Exercícios
**1)** Enumere tudo o que, segundo o texto sobre a morte no Egito Antigo, testemunha as atitudes dos egípcios perante a morte.
**2)** Reproduza, do texto sobre a morte no Egito Antigo, o trecho que se inicia com as palavras que contêm "Os egípcios da" e termina com "ciências dessa cultura.".

Trecho do texto
________________________________________

Os egípcios da Antiguidade desenvolveram um sistema bastante detalhado no que diz respeito à morte. A morte era uma questão central na cultura egípcia. As denominadas pirâmides, as tumbas, as múmias, os objetos mortuários, os escritos funerários e o Livro dos Mortos, todos testemunham as atitudes perante a morte. O Livro dos Mortos traçava as formas de um amplo sistema mortuário. Esse sistema destinava-se a uma abordagem integrada que permitiria aos membros individuais pensar, sentir e agir em relação à morte de maneira considerada apropriada e eficiente (AISENBERG, 1983). A preocupação com a morte se refletia na arte, na religião e nas ciências dessa cultura.

________________________________________

Dados fornecidos
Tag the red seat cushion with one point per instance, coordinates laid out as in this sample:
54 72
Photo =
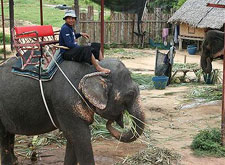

________________________________________

Respostas
**1)** As pirâmides, as tumbas, as múmias, os objetos mortuários, os escritos funerários e o Livro dos Mortos.

**2)**
Os egípcios da Antiguidade desenvolveram um sistema bastante detalhado no que diz respeito à morte. A morte era uma questão central na cultura egípcia. As denominadas pirâmides, as tumbas, as múmias, os objetos mortuários, os escritos funerários e o Livro dos Mortos, todos testemunham as atitudes perante a morte. O Livro dos Mortos traçava as formas de um amplo sistema mortuário. Esse sistema destinava-se a uma abordagem integrada que permitiria aos membros individuais pensar, sentir e agir em relação à morte de maneira considerada apropriada e eficiente (AISENBERG, 1983). A preocupação com a morte se refletia na arte, na religião e nas ciências dessa cultura.